Material listado
========

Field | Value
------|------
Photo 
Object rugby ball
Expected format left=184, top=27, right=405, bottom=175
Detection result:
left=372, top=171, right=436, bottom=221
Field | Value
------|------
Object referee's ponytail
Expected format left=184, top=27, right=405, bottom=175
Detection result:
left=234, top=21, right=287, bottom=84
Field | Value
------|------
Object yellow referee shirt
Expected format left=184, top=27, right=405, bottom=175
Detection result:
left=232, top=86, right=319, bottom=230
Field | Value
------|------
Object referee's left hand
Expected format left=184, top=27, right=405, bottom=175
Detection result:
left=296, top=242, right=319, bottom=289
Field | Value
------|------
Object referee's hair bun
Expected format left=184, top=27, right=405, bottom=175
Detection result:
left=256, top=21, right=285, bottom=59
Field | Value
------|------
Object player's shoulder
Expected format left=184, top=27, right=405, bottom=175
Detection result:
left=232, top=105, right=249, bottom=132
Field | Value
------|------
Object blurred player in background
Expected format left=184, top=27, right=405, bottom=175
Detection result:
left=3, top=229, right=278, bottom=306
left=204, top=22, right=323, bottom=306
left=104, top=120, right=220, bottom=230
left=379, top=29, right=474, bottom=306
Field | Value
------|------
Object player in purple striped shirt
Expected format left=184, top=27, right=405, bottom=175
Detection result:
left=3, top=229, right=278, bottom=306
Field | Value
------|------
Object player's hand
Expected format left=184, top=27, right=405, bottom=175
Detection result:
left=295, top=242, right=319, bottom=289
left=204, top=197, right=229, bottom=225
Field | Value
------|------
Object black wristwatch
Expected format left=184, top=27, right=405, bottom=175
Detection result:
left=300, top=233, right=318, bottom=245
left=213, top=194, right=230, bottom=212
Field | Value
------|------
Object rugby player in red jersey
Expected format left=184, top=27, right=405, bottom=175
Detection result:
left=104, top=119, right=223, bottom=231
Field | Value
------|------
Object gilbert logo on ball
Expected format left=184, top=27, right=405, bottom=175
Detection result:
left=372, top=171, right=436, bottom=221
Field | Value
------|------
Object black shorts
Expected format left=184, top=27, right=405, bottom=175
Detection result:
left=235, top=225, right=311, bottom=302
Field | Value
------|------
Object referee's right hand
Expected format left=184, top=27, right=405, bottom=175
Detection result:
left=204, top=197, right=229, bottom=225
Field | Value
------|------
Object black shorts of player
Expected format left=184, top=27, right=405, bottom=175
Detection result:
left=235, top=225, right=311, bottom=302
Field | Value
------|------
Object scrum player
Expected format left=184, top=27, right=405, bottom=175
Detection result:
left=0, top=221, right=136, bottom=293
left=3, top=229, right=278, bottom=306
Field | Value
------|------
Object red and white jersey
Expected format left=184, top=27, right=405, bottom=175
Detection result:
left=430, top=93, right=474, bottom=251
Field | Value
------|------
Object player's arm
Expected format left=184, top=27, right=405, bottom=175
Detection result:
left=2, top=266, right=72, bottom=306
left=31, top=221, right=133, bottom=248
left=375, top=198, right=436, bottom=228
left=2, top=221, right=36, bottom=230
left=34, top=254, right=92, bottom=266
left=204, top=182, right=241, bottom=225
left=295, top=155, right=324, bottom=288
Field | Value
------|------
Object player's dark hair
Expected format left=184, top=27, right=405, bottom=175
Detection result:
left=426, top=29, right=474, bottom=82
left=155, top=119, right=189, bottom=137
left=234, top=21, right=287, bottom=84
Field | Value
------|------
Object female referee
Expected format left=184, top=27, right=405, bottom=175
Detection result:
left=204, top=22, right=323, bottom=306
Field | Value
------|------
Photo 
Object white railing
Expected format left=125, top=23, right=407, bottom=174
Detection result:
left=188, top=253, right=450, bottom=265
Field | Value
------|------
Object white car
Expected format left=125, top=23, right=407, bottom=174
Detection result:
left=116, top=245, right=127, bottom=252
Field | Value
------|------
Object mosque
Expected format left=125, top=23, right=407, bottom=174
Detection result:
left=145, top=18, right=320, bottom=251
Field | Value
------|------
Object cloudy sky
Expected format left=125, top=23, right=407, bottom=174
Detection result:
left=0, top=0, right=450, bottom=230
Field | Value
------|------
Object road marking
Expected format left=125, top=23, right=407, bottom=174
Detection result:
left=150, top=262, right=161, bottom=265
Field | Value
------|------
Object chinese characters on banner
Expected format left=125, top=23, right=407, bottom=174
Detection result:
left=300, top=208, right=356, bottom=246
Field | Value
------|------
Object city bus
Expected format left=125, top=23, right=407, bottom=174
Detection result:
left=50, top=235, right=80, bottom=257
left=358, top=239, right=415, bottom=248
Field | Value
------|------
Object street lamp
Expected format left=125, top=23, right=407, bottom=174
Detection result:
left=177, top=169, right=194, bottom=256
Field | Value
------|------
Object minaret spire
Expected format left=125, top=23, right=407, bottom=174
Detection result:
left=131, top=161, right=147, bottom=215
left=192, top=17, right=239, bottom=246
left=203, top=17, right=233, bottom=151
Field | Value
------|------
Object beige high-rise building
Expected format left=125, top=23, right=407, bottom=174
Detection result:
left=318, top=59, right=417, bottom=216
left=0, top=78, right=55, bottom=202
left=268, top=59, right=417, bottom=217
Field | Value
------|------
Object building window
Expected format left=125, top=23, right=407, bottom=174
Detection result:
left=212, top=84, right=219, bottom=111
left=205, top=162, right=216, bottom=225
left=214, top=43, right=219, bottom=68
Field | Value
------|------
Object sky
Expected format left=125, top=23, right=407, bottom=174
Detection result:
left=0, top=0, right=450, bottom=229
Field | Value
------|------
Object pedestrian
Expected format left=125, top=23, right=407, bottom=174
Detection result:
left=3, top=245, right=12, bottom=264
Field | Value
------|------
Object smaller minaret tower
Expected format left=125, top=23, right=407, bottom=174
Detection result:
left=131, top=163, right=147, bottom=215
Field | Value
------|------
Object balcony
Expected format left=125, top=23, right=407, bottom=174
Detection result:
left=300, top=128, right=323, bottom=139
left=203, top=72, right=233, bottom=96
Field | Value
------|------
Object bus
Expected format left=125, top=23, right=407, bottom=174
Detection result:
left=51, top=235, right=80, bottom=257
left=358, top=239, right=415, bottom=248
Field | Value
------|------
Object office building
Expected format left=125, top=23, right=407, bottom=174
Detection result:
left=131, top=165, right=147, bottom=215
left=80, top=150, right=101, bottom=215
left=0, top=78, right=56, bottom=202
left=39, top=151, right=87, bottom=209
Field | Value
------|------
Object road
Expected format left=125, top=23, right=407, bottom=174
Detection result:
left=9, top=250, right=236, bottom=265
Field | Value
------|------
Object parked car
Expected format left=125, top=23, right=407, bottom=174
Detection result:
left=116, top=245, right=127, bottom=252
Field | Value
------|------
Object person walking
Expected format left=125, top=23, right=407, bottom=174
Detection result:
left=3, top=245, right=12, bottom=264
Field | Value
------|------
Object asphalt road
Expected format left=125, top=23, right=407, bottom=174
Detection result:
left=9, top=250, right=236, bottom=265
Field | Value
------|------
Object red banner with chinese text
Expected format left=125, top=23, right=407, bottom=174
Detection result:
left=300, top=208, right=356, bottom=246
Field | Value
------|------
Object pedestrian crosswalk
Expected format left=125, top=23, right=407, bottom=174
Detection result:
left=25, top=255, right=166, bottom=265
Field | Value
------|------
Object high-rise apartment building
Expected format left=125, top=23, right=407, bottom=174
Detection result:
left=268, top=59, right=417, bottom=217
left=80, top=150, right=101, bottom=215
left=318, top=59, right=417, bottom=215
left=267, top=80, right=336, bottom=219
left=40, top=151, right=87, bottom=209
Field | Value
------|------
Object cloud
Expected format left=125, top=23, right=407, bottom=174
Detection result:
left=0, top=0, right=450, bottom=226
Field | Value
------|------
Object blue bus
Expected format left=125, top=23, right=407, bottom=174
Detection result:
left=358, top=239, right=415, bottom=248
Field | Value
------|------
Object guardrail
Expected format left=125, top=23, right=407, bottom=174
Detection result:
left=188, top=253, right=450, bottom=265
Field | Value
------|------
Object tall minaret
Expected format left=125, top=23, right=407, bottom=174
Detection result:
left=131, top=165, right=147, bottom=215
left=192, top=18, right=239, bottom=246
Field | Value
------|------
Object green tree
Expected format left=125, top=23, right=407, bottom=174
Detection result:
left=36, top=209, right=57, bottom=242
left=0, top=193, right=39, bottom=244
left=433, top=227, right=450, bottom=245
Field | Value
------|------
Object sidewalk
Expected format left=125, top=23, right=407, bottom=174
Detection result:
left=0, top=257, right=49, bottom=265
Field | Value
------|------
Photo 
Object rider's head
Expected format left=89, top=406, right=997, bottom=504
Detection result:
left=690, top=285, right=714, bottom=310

========

Exercício
Filtre o material acima e copie cada linha em que aparece a palavra "minaret".

Resposta
Object minaret spire
Object smaller minaret tower
Object tall minaret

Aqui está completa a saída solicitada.